Items:
■ ■ ■ ■
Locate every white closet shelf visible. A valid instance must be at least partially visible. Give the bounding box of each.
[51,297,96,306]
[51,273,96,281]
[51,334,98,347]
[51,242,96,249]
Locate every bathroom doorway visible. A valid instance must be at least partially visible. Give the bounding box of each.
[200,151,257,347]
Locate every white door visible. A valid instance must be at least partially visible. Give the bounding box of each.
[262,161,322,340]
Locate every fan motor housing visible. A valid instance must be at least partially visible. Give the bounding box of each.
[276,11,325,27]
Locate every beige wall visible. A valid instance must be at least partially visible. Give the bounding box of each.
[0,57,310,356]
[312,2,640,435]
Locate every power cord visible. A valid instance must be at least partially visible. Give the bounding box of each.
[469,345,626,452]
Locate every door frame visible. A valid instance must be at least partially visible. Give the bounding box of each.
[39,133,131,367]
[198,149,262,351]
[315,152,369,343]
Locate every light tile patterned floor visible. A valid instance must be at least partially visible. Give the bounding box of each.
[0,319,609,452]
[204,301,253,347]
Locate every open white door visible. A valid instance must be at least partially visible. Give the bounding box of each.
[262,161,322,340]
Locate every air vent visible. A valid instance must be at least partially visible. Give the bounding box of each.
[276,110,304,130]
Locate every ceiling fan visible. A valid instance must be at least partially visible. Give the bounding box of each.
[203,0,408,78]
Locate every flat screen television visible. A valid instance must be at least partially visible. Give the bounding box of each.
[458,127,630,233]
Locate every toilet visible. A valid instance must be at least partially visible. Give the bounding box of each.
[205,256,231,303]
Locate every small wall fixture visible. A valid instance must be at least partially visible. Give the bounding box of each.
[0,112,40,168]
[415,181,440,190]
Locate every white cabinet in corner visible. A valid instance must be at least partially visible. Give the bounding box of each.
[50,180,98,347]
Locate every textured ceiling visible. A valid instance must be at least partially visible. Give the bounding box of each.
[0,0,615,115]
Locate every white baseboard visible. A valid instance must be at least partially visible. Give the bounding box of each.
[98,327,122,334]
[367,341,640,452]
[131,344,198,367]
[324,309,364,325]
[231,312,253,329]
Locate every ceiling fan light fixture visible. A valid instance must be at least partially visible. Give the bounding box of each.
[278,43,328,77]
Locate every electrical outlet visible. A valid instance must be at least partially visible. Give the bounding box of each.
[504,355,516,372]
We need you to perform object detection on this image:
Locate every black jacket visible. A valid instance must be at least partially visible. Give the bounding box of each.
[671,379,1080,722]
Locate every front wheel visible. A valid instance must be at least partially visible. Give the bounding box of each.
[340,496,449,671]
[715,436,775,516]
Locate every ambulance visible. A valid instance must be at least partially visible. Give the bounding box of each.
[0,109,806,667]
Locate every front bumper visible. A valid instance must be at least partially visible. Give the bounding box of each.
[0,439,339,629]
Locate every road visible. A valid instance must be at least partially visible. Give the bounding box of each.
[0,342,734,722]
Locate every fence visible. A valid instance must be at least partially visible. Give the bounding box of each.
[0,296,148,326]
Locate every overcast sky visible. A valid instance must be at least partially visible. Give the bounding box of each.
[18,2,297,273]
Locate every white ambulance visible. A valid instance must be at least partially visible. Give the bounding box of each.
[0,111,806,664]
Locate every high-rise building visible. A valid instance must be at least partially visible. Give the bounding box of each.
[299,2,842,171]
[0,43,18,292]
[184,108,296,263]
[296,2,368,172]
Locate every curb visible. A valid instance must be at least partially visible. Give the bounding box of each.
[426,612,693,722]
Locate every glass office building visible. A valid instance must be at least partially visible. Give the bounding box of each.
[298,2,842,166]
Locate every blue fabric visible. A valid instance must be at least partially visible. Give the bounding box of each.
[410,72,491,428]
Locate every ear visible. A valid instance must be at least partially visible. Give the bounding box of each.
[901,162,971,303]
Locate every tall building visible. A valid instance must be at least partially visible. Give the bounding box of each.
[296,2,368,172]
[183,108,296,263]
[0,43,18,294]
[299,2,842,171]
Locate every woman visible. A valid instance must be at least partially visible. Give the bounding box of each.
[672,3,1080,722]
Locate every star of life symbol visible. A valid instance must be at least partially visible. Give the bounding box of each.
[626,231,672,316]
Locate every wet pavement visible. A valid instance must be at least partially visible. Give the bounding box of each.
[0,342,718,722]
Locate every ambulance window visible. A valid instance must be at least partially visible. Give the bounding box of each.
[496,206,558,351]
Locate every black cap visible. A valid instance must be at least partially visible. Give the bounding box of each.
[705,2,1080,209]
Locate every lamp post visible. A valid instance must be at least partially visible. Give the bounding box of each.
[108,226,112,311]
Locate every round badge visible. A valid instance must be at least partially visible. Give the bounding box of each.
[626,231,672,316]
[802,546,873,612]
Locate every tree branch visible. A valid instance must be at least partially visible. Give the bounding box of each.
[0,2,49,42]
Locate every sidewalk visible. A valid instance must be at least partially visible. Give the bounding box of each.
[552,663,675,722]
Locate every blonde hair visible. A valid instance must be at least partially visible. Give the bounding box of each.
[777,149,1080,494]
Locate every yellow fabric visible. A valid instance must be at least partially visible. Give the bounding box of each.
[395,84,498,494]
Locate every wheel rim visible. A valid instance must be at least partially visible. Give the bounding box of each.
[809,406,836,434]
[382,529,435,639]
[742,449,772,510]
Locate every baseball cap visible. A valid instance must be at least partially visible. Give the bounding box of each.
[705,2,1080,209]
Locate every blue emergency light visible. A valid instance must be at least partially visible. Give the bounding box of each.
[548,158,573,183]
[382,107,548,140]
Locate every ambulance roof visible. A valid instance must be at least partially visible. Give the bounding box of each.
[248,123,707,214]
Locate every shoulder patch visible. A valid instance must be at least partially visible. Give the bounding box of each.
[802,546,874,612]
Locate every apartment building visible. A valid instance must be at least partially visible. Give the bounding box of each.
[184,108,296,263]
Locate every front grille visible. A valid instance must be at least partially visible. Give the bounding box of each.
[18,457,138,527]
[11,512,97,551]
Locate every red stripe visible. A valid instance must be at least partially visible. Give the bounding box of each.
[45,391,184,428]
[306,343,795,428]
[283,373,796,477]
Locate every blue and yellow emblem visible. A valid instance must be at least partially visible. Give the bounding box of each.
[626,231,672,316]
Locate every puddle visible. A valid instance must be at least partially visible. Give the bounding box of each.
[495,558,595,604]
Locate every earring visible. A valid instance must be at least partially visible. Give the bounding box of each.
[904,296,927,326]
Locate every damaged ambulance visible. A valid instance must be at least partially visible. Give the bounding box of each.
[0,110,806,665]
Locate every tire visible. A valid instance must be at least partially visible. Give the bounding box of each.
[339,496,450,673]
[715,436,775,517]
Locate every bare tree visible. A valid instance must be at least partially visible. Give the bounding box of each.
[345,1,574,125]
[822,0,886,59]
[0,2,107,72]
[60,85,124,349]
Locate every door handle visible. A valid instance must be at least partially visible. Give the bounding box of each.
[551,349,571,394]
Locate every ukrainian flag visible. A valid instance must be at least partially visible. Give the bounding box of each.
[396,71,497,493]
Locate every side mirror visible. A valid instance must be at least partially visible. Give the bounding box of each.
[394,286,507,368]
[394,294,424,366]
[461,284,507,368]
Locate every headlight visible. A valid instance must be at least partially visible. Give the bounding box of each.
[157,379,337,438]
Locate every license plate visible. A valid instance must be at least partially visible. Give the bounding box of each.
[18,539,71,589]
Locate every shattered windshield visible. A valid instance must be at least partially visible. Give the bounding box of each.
■ ■ ■ ■
Problem requirements: Copy the full listing above word for word, from its first line through its last.

Full output:
Locate every white closet shelf visible. A valid instance must be at least partially visible. Give the bounding box of each.
[51,297,96,306]
[51,273,96,281]
[51,334,98,347]
[51,242,96,249]
Locate every bathroom doorway visible. A valid instance must be at least partially visible. Give the bounding box of each.
[200,151,257,347]
Locate every white door visible. A valid instance must be at least partially visible. Give the bounding box of each.
[262,161,322,340]
Locate every fan motor housing visible. A valid instance must be at least partially visible. Give the bounding box of each.
[276,11,325,27]
Locate every beige wall visible. A valid instance must be at least partially visible. Give the bounding box of each.
[0,57,310,356]
[312,2,640,435]
Locate every power cord visible. A valid instance must be at least partially visible. Give the bounding box of each.
[469,345,626,452]
Locate every door frame visible. A valid instance must be at least partially visible. Give the bounding box of each.
[39,133,131,367]
[198,149,262,351]
[315,152,369,343]
Locate every light tile patterned floor visible. A valid instance must be at least partially visible. Give the bounding box of each.
[0,319,609,452]
[204,301,253,347]
Locate every open white door visible. A valid instance must be at least partially visible. Give the bounding box of each.
[262,161,322,340]
Locate every air vent visible. A valid instance must be at least partially visible. Give the bounding box of each.
[276,110,304,130]
Locate every ceiling fan visible. A valid instance must be at least partially visible. Give the bounding box of each.
[203,0,408,78]
Locate every flat screen television visible. A valid instance must be at least partially visible. Give the bounding box of each.
[458,127,630,233]
Locate every toilet visible. A valid instance must be at least partially visible. Give the bounding box of each.
[205,256,231,303]
Locate every small wall fixture visible. A valid instance must be at least partially visible. Give the bounding box of each.
[0,112,40,168]
[415,181,440,190]
Locate every white cabinet in corner visible. A valid instance must be at least partially visible. Give the bounding box of each.
[50,180,98,347]
Locate every textured ceiling visible. A valid instance must be at least partially visible. Give the bounding box of each.
[0,0,615,115]
Locate every white baseboard visible. A valid instance must be at least partially visible. Give the bounding box of each.
[98,327,122,334]
[367,341,640,452]
[131,344,198,367]
[324,309,364,325]
[231,312,253,329]
Locate every ceiling fan light fixture visible. A valid instance must be at least partially visible. Give the bounding box of each.
[278,43,328,77]
Locate every electrical outlet visible. A valid instance must be at least partially visible. Give the bounding box of each.
[504,355,516,372]
We need you to perform object detection on this image:
Locate every black jacket visible. A valid instance must be at least partially visible. Give the bounding box of each.
[671,379,1080,722]
Locate every front wheel visible. A valid instance must be at least partially visible. Give the bounding box of each.
[340,496,449,671]
[715,436,775,516]
Locate every ambulance visible. A valid instance must be at least partially visible. Give the bounding box of each.
[0,109,806,667]
Locate every front bumper visible. A valid instance must be at least partially visible. Give the bounding box of each.
[0,439,339,629]
Locate every road visible. A valid instance must be at least partially visible. Give the bounding box of each.
[0,342,734,722]
Locate every fence visible. A valid instance must be at least partially visible. Give the bounding box of each.
[0,296,148,326]
Locate every overcast sky visible. A valid instance must be at least partially visible. Give the bounding box of each.
[18,2,297,273]
Locate every white ambulance visible. A valid instance must be at least partially visible. Give the bounding box of each.
[0,111,806,664]
Locate every high-rise building visible. A valid instance must be at least partially visible. Give the bounding box of each.
[299,2,842,171]
[0,43,18,292]
[184,108,296,263]
[296,2,368,172]
Locate every curb visible. A valid instance must be at least partially visible. Give the bounding box of each.
[426,612,693,722]
Locate every glass office building visible. A valid instance must be at least partially visible. Give the bounding box of each.
[298,2,842,166]
Locate every blue fabric visible. A valid instance must be at least partially visible. Give the bounding box of each.
[410,72,491,428]
Locate every ear visible. A valid instance must be at least partially visible. Give the bounding box of each.
[901,162,971,303]
Locate every tall building visible. A valid instance must be at least partially visible. Give the bounding box of each.
[296,2,368,172]
[183,108,296,263]
[0,43,18,294]
[299,2,842,171]
Locate every woman visible. A valid instance must be at least partially visible. Give the bounding box of each.
[672,3,1080,722]
Locate every star of life symbol visible. A valid instance must be at least partially visible. Give the bounding box of each.
[626,231,672,316]
Locate every wet pavement visible. A valid instance must be at least partially visible. Give the bounding box of each.
[0,342,718,722]
Locate every ambulance window visible. A valid instance must be at least partially visible. Give the bounding box of each.
[496,206,558,351]
Locate every black cap visible. A valid instance must be at least partially visible. Give the bounding box of each.
[705,2,1080,209]
Locate every lamp post visible. A valid instance must be at least partially visible. Give the bounding box of each.
[108,226,112,311]
Locate every round badge visible. A valid instance must be at least partially visible. Give the bounding box of each.
[626,231,672,316]
[802,546,873,612]
Locate every tree branch visible. A valid instance must be at least partially visible. Give the bounding box of each.
[0,2,49,42]
Locate every sidewalk visible. A valid instance must be at least partially visible. Give the bounding box of each.
[552,663,675,722]
Locate every blonde hair visible. A valid instance must be at least partially visible. Give the bounding box of each.
[777,149,1080,494]
Locate every yellow fabric visible. A valid instance must be at least partially visible. Give the bounding box of each.
[395,84,498,494]
Locate every wheel rim visible. A valid instance must be at least partially visible. Give the bounding box of each.
[809,406,836,434]
[382,529,435,639]
[742,449,772,510]
Locate every baseball cap visible. A valid instance must be at least partially visible. Give the bounding box of each.
[705,2,1080,209]
Locate every blue emergency light visible. A valid instance must be at least partially visible. Give the bounding box of each.
[548,158,573,183]
[382,107,548,140]
Locate every ambulance roof visible. A valid instance must be at least partially visible. Give the bounding box of each.
[248,123,707,214]
Locate every shoulder patch visible. A valid instance must be at least partially visible. Give the bounding box of each.
[802,546,874,612]
Locate every apartment building visible. A valid instance must be at least partially visible. Give the bounding box of each.
[184,108,296,263]
Locate every front grille visible. A valid instance must be at least partially visible. Give the bounding box of each.
[18,457,138,527]
[11,512,97,551]
Locate every red stripe visible. A valid instance must be at least partially visible. Give the bounding box of each.
[45,391,184,428]
[306,343,795,428]
[283,373,796,477]
Locate every blue and yellow emblem visible. A valid instance must be at least partially visible. Give the bounding box of each.
[626,231,672,316]
Locate every puddle visible. A valid instance must be at least partially visible. Give the bounding box of each.
[495,558,595,604]
Locate every earring visible. A valid instance must be at least partially visible. Give the bounding box of each.
[904,296,927,326]
Locate every damaged ambulance visible. A valid instance must be at least partially visible. Give the bounding box of each.
[0,110,806,665]
Locate every tire visible. A valid instance must be at least partially visible. Give the bounding box of each.
[339,496,450,673]
[715,436,775,517]
Locate every bare tree visible. A valid instance must be at least partially visible. Give the bounding box of each.
[345,1,574,125]
[822,0,886,59]
[0,2,107,72]
[60,85,124,349]
Locate every door handle visible. A valid instance must be at least partially visible. Give the bounding box of each.
[551,349,571,394]
Locate every ukrainian flag visible. A valid instance must be at least partially visible. Give the bounding box of each.
[396,71,497,493]
Locate every side mirror visible. A valid instance must be at least partially visible. Give the bounding box of each.
[394,286,507,368]
[394,294,424,366]
[461,284,507,368]
Locate every headlight visible. A valid instance must be at least partially visible. Give the bounding box of each.
[157,379,337,438]
Locate every license plate visible. A valid instance must be at least partially visible. Give the bounding box of each.
[18,539,71,589]
Locate every shattered windshield visible. A valid instance must be at least partially visible. Give the bounding box of each.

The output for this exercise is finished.